◆ THE PROBLEM ◆
Drop the pictures and repeat exactly from the "the man's arm" line down to the last line of the entries below.
** Opening DATA block **
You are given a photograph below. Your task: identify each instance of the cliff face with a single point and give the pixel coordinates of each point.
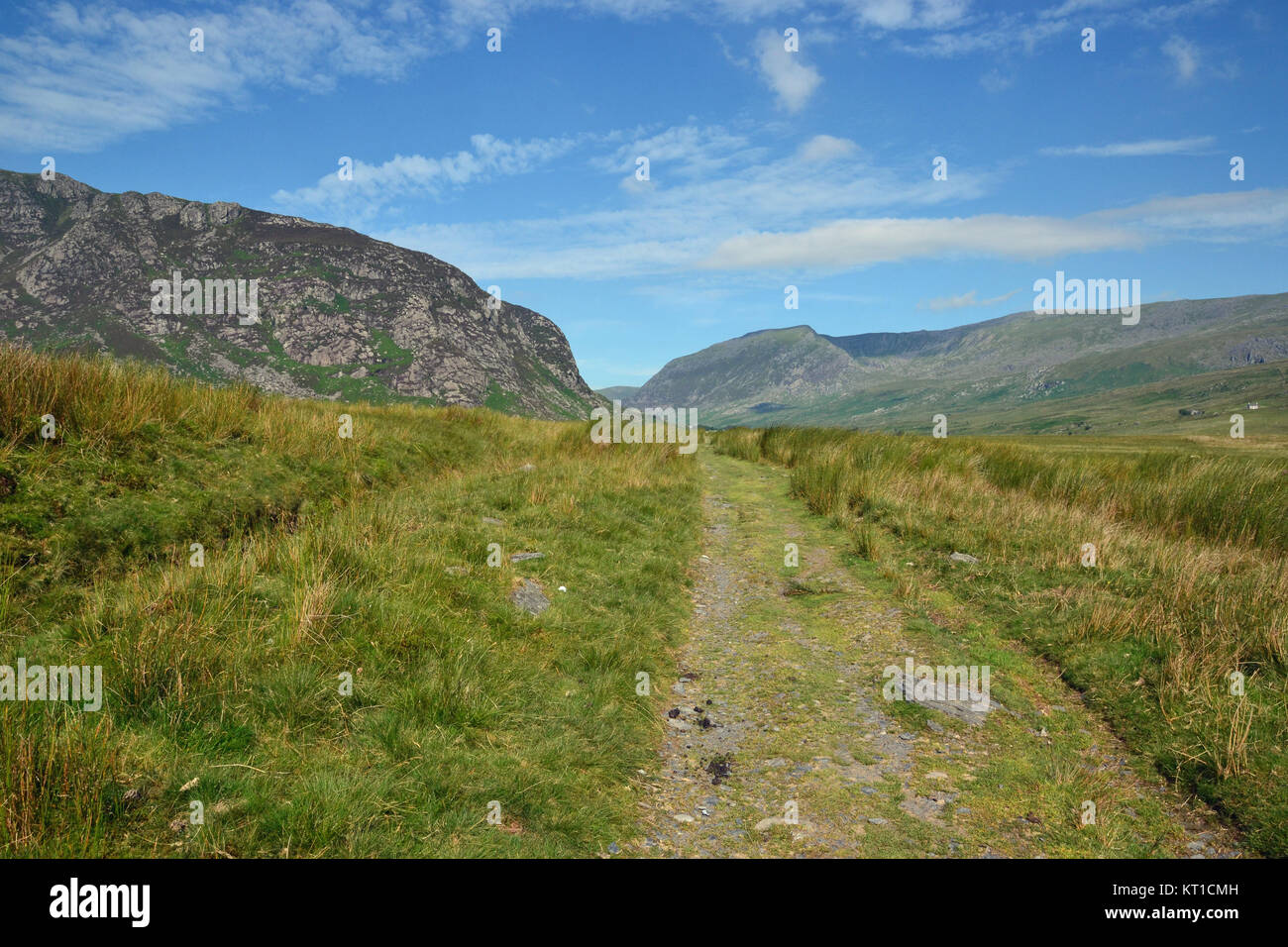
(339, 315)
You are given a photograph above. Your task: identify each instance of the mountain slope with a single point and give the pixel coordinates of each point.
(342, 315)
(1005, 373)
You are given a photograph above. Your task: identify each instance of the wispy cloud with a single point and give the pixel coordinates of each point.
(1150, 149)
(861, 243)
(849, 244)
(681, 221)
(964, 302)
(1184, 55)
(793, 81)
(374, 187)
(78, 77)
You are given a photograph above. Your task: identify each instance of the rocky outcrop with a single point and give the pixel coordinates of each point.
(339, 315)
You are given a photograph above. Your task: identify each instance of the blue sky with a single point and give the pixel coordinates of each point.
(767, 167)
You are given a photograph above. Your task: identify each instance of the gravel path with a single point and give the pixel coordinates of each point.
(778, 740)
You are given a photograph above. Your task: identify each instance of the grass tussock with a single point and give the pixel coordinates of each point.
(1186, 600)
(343, 674)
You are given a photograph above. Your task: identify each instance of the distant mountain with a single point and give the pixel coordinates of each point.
(1018, 367)
(618, 392)
(339, 315)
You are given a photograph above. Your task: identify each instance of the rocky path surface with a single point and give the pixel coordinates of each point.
(780, 742)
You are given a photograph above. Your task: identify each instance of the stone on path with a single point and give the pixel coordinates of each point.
(529, 598)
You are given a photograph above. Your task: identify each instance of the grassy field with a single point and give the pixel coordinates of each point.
(325, 558)
(1188, 587)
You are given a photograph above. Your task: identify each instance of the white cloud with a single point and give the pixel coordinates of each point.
(80, 77)
(859, 243)
(679, 221)
(962, 302)
(848, 244)
(825, 149)
(374, 187)
(1150, 149)
(996, 81)
(1184, 55)
(793, 82)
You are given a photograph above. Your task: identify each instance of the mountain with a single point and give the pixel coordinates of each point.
(339, 315)
(1006, 375)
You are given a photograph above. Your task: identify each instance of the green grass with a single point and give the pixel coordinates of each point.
(325, 557)
(1189, 585)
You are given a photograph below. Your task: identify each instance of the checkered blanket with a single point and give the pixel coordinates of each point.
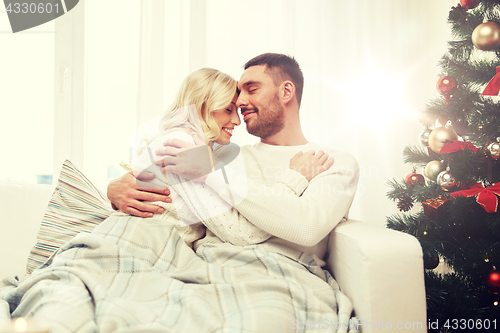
(138, 275)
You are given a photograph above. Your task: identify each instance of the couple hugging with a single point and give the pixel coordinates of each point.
(237, 249)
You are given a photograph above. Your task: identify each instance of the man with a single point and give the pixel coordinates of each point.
(271, 92)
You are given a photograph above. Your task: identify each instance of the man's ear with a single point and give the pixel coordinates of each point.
(287, 91)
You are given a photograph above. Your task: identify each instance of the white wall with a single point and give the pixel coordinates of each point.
(369, 66)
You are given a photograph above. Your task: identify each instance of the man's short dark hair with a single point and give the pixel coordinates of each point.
(281, 67)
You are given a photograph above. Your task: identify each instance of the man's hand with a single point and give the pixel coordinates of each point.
(127, 193)
(191, 161)
(311, 164)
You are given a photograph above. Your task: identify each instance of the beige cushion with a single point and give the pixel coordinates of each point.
(76, 206)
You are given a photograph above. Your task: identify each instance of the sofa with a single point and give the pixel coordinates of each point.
(379, 269)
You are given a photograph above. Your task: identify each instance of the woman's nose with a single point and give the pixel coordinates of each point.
(241, 101)
(236, 118)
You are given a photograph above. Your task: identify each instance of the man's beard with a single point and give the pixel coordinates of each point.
(269, 121)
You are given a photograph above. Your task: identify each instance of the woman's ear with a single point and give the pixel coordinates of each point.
(287, 91)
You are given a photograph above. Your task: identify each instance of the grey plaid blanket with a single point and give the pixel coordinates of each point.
(138, 275)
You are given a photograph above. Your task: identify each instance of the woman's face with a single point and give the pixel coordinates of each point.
(227, 119)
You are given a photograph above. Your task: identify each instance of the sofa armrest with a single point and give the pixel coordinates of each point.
(381, 271)
(21, 207)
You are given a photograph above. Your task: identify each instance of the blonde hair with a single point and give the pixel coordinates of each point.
(207, 90)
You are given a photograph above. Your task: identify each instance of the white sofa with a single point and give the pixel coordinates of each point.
(381, 270)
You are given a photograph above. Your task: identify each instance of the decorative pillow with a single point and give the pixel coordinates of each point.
(76, 206)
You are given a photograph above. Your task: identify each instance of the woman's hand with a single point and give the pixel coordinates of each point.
(311, 164)
(128, 193)
(191, 161)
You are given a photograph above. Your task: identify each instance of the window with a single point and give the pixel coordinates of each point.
(27, 102)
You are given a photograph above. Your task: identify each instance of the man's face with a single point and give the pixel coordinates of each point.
(259, 102)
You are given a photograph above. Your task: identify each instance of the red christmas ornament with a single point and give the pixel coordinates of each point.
(469, 4)
(414, 179)
(492, 281)
(486, 197)
(446, 86)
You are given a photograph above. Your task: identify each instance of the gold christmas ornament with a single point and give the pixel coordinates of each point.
(438, 137)
(494, 149)
(486, 36)
(433, 169)
(446, 180)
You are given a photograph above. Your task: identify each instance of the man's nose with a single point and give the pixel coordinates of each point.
(241, 101)
(236, 118)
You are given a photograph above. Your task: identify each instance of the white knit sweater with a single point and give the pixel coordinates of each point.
(299, 217)
(286, 212)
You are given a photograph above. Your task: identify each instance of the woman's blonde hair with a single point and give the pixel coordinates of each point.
(207, 90)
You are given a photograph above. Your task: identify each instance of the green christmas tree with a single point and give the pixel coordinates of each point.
(459, 219)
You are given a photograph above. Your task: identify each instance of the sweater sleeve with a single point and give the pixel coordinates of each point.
(302, 219)
(200, 203)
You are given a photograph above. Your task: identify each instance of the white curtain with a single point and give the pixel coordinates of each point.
(369, 66)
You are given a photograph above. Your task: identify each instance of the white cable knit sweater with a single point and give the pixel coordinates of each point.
(299, 217)
(276, 200)
(194, 203)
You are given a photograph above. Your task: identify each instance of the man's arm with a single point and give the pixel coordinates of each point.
(305, 218)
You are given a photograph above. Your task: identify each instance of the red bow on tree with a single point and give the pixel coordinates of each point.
(493, 88)
(452, 146)
(486, 197)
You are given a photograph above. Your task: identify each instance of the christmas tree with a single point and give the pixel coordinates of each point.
(459, 220)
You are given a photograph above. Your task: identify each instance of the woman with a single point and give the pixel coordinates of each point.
(135, 274)
(204, 108)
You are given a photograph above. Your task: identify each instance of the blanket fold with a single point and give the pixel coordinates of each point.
(138, 275)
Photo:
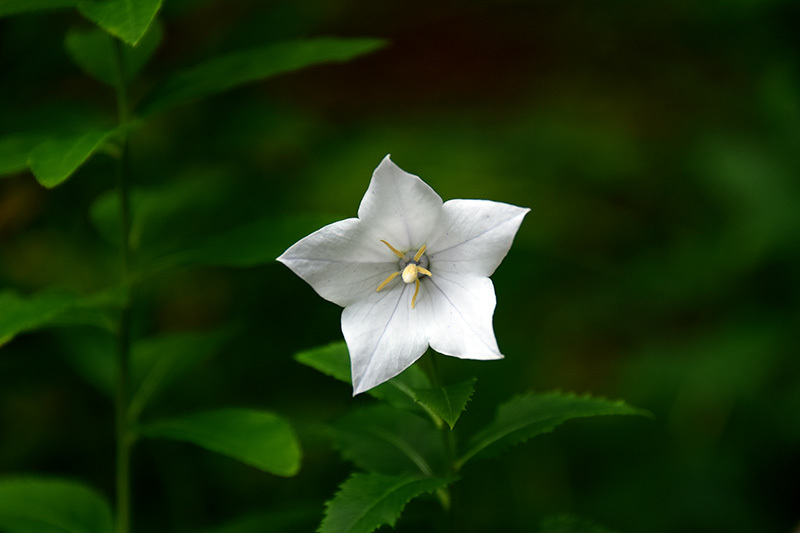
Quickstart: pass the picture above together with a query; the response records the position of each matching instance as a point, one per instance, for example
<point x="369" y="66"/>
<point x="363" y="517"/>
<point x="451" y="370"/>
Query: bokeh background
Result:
<point x="657" y="147"/>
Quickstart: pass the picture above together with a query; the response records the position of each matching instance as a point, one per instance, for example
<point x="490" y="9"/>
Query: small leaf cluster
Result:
** Closing DATA block **
◆ RESPONSE TO THIS EXERCISE ◆
You are given a photograph above. Your task: identify each instance of the man's arm with a single point and give the pixel coordinates of each point.
(305, 218)
You are given a photograph above. Your task: identify each instance of the red bow on tree with a single point and give the pixel coordinates of each point.
(493, 88)
(452, 146)
(486, 197)
You are given a photograph above. Your task: identify each instance of the christmas tree with a single point and give the pixel coordinates of each point.
(459, 220)
You are given a photograph above. Your task: identify each instance of the woman with a single point and give the pixel coordinates of each point.
(135, 274)
(204, 108)
You are given a photograph above. Your task: identify each instance of the blanket fold with a single point and give the pixel coordinates of each point.
(138, 275)
Photo:
Quickstart: pass the picture above together with a query; the response records the position of each matching instance as a point, one per instance, for example
<point x="369" y="66"/>
<point x="363" y="517"/>
<point x="451" y="370"/>
Query: bokeh background
Result:
<point x="657" y="147"/>
Quickstart: pass the picture above together with a query; the response records the position of each matching instance as a point, one per instance, for example
<point x="490" y="9"/>
Query: small leaf cluster
Result:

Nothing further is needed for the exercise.